▸ **Problem to work on**
Rewrite the material below from the line containing "Objective — one marker on every instance of the water" through its last line, requests included, offsetting the coordinates in the answers by adding 96 to each number.
= = =
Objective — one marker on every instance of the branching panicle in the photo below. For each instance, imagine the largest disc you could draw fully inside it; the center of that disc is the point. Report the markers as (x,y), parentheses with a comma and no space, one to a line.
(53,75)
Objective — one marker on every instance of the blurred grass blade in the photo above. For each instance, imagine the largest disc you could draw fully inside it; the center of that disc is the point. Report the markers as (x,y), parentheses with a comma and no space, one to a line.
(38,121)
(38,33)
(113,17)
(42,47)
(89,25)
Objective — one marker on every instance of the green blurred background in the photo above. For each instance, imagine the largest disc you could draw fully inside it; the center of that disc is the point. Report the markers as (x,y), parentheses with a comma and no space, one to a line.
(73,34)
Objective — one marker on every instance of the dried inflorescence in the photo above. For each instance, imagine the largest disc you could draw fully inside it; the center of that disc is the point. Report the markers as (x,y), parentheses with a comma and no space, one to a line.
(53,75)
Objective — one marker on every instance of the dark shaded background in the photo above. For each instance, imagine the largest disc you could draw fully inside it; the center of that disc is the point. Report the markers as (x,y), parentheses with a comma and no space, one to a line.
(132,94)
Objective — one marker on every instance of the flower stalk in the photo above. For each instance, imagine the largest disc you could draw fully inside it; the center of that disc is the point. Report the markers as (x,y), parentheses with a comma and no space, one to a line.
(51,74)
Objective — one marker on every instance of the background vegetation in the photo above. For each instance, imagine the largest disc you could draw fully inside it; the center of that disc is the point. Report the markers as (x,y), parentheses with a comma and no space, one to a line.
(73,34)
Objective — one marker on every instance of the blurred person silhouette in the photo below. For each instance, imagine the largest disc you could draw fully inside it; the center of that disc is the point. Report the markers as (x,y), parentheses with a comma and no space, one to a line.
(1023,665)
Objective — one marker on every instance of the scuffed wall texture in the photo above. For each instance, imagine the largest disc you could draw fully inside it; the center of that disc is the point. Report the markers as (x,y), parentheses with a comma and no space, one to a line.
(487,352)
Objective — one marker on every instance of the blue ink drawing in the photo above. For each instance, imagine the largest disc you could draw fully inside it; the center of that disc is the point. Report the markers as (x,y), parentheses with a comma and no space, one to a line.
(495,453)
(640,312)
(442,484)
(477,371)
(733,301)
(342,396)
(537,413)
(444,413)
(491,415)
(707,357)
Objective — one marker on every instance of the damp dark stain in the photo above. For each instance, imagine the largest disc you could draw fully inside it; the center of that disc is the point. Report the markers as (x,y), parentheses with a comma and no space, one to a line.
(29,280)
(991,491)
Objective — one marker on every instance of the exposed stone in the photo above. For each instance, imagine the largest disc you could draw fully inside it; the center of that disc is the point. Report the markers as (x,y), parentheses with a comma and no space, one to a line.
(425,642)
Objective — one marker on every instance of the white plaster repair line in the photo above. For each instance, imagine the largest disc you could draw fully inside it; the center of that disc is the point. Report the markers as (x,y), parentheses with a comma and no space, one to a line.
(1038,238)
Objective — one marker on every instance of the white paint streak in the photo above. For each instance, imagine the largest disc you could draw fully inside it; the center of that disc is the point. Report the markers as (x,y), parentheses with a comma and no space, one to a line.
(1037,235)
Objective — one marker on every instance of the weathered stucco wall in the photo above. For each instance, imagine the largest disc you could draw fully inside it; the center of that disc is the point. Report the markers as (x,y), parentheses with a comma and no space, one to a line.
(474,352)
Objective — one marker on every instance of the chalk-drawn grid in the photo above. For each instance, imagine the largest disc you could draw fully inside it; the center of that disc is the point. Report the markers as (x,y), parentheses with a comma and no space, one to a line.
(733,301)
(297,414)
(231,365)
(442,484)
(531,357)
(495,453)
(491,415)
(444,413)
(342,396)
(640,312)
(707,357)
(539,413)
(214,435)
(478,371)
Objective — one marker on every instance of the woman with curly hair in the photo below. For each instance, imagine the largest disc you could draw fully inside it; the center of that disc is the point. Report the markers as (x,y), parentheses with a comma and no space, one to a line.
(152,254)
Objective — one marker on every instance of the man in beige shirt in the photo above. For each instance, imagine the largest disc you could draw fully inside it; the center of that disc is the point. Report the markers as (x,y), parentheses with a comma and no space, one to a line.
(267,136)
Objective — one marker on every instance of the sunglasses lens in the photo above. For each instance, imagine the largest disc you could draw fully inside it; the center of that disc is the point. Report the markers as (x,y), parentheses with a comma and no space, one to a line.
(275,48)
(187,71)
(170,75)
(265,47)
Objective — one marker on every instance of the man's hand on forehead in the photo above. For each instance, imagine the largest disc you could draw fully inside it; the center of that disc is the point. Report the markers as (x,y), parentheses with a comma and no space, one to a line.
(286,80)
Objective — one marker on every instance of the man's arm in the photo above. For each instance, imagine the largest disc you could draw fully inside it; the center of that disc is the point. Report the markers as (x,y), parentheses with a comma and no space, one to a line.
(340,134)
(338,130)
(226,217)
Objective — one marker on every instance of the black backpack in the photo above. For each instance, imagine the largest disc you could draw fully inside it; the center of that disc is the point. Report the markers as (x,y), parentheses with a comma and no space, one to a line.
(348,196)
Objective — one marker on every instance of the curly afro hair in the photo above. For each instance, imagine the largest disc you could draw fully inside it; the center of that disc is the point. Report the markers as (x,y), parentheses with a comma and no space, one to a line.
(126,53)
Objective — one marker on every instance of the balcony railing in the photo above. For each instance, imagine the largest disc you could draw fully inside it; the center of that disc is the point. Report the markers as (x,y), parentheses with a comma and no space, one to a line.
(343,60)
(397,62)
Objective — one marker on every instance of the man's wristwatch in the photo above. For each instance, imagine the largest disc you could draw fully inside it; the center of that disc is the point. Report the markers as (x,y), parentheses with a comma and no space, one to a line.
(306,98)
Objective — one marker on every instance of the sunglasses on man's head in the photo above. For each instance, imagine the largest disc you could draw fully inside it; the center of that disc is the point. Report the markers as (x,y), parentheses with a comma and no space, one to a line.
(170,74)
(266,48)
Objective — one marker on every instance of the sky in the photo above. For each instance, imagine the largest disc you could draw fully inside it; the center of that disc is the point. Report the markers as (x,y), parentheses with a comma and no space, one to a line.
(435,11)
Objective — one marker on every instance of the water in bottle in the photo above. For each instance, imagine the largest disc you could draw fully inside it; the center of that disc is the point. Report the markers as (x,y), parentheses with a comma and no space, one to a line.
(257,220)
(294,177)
= = =
▸ **Solution to the problem**
Objective — one marker on every instance of the water in bottle in the photo above. For each instance, imagine the largest disc you could draw fully inside it; the center of that disc is the point. Report the markers as (x,y), parentheses with a comma and no space, one to a line.
(353,316)
(390,273)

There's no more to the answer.